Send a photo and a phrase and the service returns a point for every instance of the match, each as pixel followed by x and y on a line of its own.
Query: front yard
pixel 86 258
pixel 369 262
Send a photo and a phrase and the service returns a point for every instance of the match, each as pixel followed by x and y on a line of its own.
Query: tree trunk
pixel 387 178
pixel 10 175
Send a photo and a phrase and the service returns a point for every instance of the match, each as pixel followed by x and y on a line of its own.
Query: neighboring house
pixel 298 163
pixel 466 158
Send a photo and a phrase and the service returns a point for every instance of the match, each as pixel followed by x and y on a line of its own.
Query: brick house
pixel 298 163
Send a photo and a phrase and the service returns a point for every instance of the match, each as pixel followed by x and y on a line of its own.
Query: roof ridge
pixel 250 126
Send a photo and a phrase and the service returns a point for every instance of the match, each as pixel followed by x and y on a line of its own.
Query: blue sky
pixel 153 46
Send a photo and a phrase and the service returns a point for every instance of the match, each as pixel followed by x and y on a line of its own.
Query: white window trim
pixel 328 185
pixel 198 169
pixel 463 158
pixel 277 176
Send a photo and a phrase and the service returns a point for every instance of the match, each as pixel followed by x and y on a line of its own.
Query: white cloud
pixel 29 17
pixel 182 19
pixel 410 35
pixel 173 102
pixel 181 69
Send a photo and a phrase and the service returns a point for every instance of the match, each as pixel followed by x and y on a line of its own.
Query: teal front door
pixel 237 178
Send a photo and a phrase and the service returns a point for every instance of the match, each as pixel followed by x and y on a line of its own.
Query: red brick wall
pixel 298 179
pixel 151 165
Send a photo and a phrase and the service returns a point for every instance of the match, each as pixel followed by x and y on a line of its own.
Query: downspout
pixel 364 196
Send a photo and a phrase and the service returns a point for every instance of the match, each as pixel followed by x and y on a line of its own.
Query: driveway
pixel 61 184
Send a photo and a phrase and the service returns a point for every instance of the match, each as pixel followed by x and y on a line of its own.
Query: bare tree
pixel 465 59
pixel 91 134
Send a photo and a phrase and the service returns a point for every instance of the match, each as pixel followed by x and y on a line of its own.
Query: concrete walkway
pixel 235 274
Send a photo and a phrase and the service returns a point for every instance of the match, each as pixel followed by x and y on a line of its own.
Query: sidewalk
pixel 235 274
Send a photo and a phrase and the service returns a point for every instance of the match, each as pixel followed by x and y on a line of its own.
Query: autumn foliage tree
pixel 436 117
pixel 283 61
==
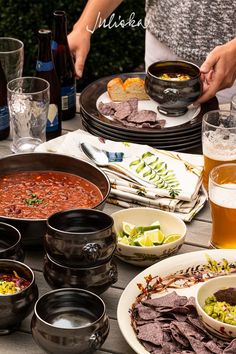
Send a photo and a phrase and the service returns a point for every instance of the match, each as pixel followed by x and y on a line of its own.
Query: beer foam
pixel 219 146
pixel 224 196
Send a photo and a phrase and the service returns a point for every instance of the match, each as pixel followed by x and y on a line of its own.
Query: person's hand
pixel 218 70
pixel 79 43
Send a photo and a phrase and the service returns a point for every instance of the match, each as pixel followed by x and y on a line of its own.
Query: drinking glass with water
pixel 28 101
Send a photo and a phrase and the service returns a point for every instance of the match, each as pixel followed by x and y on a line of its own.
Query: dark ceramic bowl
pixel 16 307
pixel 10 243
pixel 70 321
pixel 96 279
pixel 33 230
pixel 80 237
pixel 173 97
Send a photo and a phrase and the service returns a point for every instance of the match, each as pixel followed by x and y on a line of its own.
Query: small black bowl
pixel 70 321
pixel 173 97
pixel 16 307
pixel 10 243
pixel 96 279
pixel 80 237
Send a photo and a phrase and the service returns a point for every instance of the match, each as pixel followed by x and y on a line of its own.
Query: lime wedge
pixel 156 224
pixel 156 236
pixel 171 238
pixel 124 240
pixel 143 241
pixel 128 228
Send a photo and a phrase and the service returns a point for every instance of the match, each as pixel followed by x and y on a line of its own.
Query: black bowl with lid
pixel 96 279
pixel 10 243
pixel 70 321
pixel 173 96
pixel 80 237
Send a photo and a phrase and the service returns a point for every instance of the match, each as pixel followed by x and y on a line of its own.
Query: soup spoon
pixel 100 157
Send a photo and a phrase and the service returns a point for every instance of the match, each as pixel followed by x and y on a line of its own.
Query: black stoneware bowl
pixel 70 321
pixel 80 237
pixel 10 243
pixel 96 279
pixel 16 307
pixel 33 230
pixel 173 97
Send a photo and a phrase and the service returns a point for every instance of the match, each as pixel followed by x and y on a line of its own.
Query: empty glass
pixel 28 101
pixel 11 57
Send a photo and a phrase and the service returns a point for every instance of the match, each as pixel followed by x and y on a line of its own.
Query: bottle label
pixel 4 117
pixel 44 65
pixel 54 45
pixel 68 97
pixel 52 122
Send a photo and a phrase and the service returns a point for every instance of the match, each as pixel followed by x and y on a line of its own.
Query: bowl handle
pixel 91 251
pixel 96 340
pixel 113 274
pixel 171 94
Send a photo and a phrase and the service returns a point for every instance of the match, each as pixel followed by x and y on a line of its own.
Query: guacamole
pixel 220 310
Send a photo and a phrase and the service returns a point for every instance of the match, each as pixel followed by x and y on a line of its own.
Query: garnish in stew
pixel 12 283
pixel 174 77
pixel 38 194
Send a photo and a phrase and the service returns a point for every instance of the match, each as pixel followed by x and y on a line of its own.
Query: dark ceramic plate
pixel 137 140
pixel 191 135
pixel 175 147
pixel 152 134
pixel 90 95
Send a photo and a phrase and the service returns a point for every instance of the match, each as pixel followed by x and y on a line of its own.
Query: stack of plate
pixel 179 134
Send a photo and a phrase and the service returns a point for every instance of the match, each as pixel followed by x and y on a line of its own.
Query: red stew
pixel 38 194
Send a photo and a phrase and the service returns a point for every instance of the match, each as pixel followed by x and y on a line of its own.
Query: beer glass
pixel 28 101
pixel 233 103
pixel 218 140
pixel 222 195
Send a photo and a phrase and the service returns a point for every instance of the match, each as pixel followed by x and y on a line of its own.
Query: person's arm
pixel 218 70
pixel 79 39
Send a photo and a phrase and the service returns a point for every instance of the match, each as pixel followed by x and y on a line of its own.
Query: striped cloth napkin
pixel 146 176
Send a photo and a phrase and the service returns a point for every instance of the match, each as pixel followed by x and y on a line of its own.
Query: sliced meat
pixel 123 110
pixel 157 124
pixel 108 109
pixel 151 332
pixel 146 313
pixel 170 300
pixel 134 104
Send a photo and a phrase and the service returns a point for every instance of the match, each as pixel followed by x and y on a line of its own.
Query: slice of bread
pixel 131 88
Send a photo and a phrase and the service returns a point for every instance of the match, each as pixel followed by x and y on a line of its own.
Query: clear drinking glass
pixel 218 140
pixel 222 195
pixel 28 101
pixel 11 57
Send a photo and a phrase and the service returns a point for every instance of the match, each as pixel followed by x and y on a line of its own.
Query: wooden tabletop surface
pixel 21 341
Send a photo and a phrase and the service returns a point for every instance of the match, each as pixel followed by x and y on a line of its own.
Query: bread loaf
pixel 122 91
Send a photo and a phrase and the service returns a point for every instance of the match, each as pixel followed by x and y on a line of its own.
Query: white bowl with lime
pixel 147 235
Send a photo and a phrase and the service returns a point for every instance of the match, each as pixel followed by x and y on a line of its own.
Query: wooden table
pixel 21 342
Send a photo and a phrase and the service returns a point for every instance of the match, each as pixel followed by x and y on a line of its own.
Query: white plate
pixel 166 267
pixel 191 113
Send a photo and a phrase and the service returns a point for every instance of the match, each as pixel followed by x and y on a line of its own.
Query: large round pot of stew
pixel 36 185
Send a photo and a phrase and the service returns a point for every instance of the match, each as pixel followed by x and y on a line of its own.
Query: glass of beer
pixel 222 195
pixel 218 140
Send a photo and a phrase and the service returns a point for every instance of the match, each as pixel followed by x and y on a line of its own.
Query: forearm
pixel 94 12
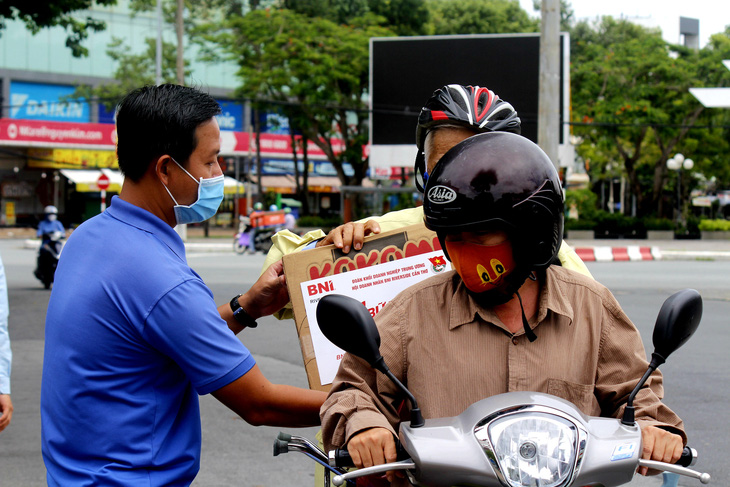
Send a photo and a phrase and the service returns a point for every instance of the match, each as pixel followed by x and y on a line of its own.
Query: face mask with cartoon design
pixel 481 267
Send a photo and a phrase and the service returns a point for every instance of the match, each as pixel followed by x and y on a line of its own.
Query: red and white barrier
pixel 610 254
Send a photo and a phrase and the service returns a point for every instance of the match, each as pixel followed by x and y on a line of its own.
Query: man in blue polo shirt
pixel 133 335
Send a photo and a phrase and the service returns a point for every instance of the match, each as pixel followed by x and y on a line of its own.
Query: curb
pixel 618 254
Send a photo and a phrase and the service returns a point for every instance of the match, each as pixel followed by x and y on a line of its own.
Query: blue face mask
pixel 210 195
...
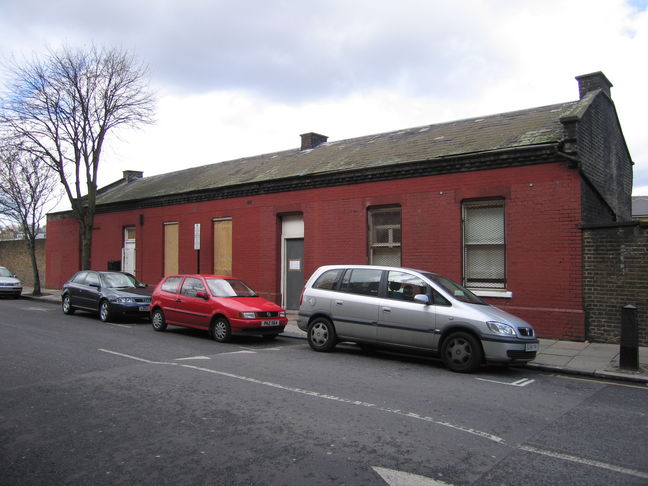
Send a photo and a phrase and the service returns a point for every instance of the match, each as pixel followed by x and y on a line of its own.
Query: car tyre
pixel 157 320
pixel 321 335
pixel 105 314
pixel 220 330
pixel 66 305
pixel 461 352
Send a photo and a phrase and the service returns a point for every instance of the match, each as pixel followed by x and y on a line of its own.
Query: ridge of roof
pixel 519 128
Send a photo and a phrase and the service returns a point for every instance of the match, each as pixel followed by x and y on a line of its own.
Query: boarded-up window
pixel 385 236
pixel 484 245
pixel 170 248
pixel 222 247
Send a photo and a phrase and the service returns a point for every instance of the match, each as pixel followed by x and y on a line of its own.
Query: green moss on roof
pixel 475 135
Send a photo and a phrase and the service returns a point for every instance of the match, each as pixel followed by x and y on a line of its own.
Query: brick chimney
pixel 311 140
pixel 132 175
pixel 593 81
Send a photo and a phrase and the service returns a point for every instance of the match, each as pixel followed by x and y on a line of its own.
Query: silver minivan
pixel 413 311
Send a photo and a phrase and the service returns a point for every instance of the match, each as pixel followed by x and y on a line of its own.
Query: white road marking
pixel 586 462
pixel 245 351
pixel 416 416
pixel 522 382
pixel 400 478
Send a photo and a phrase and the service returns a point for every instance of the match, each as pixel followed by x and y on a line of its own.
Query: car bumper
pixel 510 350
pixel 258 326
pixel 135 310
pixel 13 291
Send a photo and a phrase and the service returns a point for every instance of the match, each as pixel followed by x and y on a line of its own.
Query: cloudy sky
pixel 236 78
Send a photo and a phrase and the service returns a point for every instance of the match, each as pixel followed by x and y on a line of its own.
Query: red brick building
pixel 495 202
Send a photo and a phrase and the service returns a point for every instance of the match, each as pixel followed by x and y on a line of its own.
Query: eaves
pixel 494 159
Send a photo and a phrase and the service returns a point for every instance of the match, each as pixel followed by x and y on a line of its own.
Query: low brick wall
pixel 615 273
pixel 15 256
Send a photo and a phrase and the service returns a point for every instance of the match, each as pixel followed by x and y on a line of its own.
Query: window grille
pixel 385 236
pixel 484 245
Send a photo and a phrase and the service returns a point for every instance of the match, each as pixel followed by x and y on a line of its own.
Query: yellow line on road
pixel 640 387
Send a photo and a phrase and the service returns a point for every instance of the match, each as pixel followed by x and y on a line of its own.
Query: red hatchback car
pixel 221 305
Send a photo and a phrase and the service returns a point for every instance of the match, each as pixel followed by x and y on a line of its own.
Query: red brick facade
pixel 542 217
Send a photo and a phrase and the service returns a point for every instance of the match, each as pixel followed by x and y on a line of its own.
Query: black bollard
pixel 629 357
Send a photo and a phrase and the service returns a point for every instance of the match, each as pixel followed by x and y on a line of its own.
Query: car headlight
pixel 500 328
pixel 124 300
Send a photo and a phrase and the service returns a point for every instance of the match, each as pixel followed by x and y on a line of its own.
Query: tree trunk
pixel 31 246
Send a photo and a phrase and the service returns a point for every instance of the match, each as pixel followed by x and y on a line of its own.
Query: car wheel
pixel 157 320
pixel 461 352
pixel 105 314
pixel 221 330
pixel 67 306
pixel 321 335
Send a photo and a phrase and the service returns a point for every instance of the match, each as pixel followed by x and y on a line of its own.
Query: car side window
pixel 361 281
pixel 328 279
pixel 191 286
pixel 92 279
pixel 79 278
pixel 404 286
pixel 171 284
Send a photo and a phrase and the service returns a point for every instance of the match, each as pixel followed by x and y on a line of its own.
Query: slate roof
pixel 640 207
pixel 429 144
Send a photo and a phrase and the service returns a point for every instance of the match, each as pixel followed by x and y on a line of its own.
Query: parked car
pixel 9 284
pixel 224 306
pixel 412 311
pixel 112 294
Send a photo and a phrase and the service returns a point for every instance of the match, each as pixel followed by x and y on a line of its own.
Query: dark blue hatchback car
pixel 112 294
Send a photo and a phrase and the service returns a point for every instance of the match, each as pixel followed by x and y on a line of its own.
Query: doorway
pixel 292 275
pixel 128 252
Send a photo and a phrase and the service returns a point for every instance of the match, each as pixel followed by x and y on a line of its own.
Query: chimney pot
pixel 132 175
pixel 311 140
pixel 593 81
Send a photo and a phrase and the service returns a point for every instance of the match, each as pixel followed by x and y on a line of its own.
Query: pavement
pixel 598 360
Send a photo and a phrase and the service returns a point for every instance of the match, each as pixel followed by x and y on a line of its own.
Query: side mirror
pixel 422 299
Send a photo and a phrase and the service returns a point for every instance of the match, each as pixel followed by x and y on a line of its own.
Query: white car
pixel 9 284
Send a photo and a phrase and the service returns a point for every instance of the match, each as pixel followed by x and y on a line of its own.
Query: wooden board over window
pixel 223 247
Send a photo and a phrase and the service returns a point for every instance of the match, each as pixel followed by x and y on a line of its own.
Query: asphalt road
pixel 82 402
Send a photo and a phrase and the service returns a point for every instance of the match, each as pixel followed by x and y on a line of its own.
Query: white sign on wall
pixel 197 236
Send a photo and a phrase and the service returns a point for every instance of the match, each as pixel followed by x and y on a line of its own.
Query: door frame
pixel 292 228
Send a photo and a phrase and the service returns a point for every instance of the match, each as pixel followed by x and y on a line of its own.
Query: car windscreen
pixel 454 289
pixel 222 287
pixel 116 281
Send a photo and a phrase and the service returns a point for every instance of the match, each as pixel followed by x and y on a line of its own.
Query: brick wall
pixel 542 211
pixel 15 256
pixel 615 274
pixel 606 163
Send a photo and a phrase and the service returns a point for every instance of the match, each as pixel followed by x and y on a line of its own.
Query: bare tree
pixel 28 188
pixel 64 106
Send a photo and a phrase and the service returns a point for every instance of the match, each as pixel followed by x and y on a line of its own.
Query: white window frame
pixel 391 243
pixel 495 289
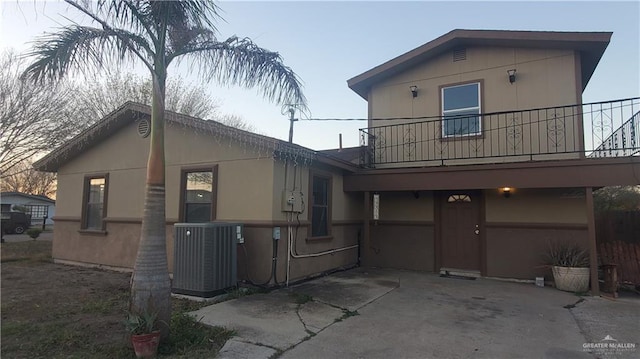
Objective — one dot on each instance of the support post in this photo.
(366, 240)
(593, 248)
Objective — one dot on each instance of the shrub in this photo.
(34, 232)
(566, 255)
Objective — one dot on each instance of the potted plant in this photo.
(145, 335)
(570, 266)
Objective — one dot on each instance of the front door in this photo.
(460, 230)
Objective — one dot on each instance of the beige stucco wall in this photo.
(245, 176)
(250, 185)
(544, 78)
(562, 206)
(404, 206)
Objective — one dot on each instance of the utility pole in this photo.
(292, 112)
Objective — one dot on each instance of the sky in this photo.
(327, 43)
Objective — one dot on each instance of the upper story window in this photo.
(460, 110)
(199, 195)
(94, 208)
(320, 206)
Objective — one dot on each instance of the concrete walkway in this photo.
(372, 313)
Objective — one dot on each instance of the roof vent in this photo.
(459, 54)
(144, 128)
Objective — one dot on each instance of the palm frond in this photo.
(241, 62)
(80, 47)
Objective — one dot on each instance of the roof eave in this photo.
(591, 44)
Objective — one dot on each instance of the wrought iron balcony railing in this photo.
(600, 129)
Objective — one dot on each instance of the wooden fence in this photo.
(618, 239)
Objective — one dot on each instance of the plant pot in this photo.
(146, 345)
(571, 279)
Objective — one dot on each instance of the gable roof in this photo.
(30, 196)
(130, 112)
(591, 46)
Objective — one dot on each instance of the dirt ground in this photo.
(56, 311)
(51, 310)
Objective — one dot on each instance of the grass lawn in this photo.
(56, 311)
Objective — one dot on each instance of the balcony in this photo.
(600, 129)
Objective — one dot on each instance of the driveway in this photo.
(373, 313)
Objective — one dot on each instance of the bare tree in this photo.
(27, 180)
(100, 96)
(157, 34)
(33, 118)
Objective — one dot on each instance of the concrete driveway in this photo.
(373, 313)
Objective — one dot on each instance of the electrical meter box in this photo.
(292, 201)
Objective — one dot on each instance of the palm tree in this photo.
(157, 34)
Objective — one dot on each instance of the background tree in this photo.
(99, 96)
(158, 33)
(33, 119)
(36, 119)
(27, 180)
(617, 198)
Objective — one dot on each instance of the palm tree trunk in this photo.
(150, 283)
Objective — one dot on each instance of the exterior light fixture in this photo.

= What the task asks =
The required answer is the run of lines above, starting at the line with "Objective — one dot on each instance of the bare" and ending at the line with "Objective — one dot on each instance of the exterior", reproduced exactly with both ends.

= Response to the exercise =
Objective — one dot on each instance of the bare tree in this photo.
(27, 180)
(100, 96)
(157, 34)
(33, 118)
Objective — one dot on each instance of the concrete driveway in this photo.
(373, 313)
Objective — one dot on each instance of the electrical meter box in this photo.
(292, 201)
Objective — one dot on each instance of the palm tree in this photo.
(157, 34)
Objective — one dot on each instance of the background tree in this photo.
(99, 96)
(158, 33)
(33, 119)
(36, 119)
(27, 180)
(617, 198)
Objective — one dot on each instance of the palm tree trunk in this photo.
(150, 283)
Objective — one dot on each instance of the exterior light fixture in this photo.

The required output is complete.